Dataset excerpts |
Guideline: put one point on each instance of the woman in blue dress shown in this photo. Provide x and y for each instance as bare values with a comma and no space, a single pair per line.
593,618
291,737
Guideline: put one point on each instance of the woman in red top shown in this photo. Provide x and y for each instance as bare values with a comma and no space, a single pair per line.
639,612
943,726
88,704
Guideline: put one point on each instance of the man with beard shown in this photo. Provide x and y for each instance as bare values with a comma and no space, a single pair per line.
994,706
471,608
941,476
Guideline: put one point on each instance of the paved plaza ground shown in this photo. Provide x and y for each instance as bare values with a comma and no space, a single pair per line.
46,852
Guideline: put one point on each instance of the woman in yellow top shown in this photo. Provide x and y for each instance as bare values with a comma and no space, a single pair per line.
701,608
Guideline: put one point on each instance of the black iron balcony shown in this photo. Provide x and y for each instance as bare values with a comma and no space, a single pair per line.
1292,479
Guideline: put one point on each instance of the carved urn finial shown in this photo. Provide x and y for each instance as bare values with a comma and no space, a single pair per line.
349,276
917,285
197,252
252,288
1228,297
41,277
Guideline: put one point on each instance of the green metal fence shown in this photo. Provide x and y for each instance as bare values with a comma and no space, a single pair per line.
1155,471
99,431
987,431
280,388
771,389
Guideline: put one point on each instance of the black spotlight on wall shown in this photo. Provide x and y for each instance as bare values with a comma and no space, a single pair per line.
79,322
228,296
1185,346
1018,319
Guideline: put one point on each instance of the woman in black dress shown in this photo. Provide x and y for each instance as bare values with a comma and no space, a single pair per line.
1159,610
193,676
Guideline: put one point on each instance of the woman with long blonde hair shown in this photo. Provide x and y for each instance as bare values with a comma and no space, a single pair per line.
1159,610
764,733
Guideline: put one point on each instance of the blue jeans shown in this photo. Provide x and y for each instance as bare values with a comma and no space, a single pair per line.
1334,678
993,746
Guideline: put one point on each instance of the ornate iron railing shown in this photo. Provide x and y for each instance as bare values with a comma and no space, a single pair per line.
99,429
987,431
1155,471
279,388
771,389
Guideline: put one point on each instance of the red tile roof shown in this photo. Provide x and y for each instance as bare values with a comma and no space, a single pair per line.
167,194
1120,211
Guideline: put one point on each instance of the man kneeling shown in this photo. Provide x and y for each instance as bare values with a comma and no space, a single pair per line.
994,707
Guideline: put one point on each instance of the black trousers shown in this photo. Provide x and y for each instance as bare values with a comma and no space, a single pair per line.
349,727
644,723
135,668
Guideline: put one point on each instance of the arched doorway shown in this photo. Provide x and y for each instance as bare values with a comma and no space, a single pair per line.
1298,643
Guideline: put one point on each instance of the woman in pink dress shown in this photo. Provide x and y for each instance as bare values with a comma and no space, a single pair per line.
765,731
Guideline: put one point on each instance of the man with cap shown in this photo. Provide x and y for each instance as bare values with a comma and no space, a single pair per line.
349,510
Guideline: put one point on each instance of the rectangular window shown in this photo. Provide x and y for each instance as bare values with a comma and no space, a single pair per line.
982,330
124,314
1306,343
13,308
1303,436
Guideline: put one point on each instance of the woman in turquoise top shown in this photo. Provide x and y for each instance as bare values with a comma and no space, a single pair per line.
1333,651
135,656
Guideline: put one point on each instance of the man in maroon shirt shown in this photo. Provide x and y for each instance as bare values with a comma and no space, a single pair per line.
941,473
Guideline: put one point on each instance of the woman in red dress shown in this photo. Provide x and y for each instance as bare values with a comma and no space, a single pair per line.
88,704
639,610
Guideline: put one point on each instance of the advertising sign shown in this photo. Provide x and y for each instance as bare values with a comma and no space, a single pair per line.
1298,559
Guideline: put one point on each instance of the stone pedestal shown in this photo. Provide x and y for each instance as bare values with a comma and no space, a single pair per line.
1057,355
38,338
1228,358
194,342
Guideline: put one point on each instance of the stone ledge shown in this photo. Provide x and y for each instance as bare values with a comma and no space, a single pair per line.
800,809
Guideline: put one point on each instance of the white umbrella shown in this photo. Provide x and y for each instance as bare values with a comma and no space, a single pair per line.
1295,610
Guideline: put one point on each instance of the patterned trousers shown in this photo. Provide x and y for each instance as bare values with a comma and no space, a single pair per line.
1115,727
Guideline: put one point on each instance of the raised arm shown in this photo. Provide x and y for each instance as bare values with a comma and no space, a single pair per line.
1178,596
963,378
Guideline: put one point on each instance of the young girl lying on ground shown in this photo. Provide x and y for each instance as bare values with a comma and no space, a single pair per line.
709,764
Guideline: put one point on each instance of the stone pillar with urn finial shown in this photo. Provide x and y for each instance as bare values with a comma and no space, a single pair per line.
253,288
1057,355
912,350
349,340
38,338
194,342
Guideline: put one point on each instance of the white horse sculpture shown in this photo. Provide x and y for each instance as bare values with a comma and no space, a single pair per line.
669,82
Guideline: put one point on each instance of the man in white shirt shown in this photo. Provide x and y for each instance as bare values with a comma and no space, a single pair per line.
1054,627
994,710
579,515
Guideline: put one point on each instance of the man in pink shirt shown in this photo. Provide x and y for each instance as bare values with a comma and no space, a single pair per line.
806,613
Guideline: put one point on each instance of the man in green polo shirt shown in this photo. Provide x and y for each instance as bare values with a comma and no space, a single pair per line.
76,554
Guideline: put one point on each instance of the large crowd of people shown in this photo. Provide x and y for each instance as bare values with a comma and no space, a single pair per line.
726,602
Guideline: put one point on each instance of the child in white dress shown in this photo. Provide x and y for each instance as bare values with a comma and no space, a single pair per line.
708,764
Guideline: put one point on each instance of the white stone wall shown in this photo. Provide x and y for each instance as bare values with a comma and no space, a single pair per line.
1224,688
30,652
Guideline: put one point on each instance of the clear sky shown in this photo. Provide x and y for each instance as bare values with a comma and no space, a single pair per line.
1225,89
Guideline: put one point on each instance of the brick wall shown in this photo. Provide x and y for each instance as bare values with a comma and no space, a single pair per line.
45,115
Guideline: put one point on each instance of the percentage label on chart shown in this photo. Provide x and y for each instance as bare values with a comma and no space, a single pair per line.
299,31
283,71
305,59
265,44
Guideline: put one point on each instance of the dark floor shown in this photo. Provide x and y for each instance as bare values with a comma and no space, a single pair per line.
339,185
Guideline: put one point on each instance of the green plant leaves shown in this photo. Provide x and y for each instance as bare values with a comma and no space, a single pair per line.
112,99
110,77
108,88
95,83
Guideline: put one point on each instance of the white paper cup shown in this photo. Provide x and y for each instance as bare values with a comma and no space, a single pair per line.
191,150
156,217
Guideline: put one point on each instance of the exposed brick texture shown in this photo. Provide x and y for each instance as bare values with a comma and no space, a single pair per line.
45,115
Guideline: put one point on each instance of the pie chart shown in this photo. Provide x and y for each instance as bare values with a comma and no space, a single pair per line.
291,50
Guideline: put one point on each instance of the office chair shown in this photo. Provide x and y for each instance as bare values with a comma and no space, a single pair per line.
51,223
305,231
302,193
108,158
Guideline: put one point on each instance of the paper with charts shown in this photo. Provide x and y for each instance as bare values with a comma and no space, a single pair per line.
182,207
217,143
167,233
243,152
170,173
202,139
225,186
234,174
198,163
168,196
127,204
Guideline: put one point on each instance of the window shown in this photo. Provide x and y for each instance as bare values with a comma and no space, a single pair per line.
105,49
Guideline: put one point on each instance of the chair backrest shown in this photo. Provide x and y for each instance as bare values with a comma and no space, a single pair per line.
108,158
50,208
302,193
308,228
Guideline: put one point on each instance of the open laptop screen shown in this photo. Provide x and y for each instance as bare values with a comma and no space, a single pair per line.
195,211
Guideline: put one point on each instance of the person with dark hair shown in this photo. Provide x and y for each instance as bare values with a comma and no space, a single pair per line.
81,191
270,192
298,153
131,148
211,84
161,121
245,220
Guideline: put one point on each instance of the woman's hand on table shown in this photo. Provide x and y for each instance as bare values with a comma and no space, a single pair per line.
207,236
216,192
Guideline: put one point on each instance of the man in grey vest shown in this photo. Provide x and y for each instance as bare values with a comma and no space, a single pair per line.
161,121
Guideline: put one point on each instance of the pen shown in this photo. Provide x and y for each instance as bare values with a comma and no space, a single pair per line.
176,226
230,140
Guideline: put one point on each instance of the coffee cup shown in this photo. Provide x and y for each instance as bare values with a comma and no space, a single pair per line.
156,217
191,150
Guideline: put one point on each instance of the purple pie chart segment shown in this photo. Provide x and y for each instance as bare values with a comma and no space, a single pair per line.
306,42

What is needed | Write out exactly those lines of the records above that lie from the one with "Guideline: put one point on each instance of the purple" through the last line, including both.

Task response |
Guideline: put one point on each instance of the purple pie chart segment shown in this photo. Provide x and y for each instance as bare values with a comma and no space, a single pair per line.
306,42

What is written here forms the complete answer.